DATASET RECORDS:

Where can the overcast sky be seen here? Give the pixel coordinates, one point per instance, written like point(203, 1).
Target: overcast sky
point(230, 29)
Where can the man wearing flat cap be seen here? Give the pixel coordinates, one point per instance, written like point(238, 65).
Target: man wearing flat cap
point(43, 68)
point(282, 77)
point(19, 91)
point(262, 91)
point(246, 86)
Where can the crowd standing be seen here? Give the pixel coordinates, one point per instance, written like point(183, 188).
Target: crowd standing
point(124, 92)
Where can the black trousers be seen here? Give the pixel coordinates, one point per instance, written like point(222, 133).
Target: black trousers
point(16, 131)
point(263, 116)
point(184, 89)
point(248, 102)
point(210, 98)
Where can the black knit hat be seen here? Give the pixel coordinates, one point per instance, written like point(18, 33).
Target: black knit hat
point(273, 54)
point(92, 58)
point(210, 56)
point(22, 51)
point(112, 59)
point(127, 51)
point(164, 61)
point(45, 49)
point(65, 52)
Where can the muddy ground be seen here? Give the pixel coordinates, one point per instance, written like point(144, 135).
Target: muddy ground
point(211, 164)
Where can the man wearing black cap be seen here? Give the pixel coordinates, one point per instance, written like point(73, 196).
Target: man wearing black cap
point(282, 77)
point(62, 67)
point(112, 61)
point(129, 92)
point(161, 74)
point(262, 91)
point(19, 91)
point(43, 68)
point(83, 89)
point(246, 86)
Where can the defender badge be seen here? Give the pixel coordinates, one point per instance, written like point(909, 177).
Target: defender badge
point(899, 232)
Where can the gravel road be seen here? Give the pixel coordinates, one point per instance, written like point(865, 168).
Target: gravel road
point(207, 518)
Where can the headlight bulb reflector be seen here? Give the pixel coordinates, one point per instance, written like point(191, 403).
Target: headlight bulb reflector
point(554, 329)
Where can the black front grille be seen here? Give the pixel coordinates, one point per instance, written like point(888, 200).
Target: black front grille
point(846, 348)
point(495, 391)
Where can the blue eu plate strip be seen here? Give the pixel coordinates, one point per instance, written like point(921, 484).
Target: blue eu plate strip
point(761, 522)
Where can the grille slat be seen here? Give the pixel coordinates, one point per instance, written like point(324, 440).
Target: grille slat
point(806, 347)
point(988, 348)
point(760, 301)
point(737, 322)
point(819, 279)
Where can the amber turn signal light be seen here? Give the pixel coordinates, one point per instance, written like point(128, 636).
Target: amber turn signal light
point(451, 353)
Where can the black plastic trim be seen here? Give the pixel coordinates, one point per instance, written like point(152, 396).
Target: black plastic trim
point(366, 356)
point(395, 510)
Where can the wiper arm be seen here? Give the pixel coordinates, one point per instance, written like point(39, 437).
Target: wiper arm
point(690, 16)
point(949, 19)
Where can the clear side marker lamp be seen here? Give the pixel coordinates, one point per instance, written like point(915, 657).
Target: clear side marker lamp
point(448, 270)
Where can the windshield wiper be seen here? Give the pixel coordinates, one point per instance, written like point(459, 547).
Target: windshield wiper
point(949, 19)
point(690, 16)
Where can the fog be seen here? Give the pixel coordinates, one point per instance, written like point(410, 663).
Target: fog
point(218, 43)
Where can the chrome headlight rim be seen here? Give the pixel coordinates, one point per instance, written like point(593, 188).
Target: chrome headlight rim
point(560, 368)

WHAT YOU NEED TO DO: Every record above should be output exactly.

REPLY:
Where can the overcast sky be seen here? Give the pixel coordinates, one point per instance, written like point(203, 1).
Target: overcast sky
point(230, 29)
Where can the man wearing flat cap be seen here? Give the pixel coordinates, one point per instance, written like point(238, 65).
Target: man wearing flat cap
point(43, 68)
point(282, 77)
point(19, 91)
point(262, 91)
point(246, 86)
Where can the crowd standing be seen here? Give the pixel coordinates, one point per instance, written like point(183, 188).
Target: crowd standing
point(124, 92)
Where can the black trousers be seen here? Give the pixel coordinates, one point per instance, written like point(222, 133).
Target: black trousers
point(16, 131)
point(263, 116)
point(184, 89)
point(248, 102)
point(210, 98)
Where can the black knit hat be seen here? Give the pixel coordinates, one point per instance, written like point(18, 33).
Target: black knit hat
point(273, 54)
point(92, 58)
point(210, 56)
point(22, 51)
point(112, 59)
point(127, 51)
point(164, 61)
point(45, 49)
point(65, 52)
Where can the muddy ground be seen here? Give the pixel coordinates, one point per instance, written like point(144, 135).
Target: muddy ground
point(211, 164)
Where can the man wearing black cap be seen here? Give the pixel coordinates, one point per instance, written like point(73, 196).
Target: man wearing black cap
point(282, 77)
point(62, 67)
point(112, 61)
point(129, 92)
point(161, 74)
point(262, 91)
point(19, 91)
point(43, 68)
point(83, 89)
point(246, 86)
Where can the defender badge be seen here? Give the pixel coordinates, one point per instance, written like point(909, 177).
Target: defender badge
point(899, 232)
Where can the gravel road be seen here? Give the pixel coordinates, one point per instance, written like point(865, 168).
Target: gravel road
point(207, 518)
Where can the headlight bulb reflector be seen here? Give the pixel coordinates, one point per instance, written like point(191, 403).
Target: headlight bulb reflector
point(554, 329)
Where can the black front grille be seen here? Give the pixel coordinates, one point per instance, written like point(888, 200).
Target: black front grille
point(846, 348)
point(495, 391)
Where can the blue eu plate strip be seen here? Give the pixel coordinates, one point per instance, written like point(921, 484).
Target: blue eu plate strip
point(761, 522)
Where can the grille slat be seen here? Give the pixel coordinates, one point per instance, written like point(324, 440).
Target: grille slat
point(806, 347)
point(988, 348)
point(760, 301)
point(737, 322)
point(819, 279)
Where can the amber turn signal light be seen here? Give the pixel coordinates, one point per instance, written like point(128, 636).
Target: amber turn signal light
point(451, 353)
Where can the black plastic trim be seen here? Give the pixel coordinates, one point per instance, written like point(152, 396).
Target: black plastic trim
point(366, 356)
point(395, 510)
Where can the wiper arm be seen here? Give the pixel coordinates, one point per instance, written like point(39, 437).
Target: wiper arm
point(690, 16)
point(949, 19)
Where can the clear side marker lamp be seen here? Give the pixel coordinates, one point per instance, written like point(915, 657).
Target: clear side marker lamp
point(448, 270)
Where can the windshield wiper be seen here? Give the pixel coordinates, one point per instance, written like point(459, 547).
Target: windshield wiper
point(949, 19)
point(690, 16)
Where can the fog be seen here? Give the pixel coordinates, one point per instance, written like point(410, 663).
Target: fog
point(218, 43)
Where can the chrome headlight rim be seen here? Give the pixel coordinates, one point per instance, written like point(593, 188).
Target: chrome headlight rim
point(560, 368)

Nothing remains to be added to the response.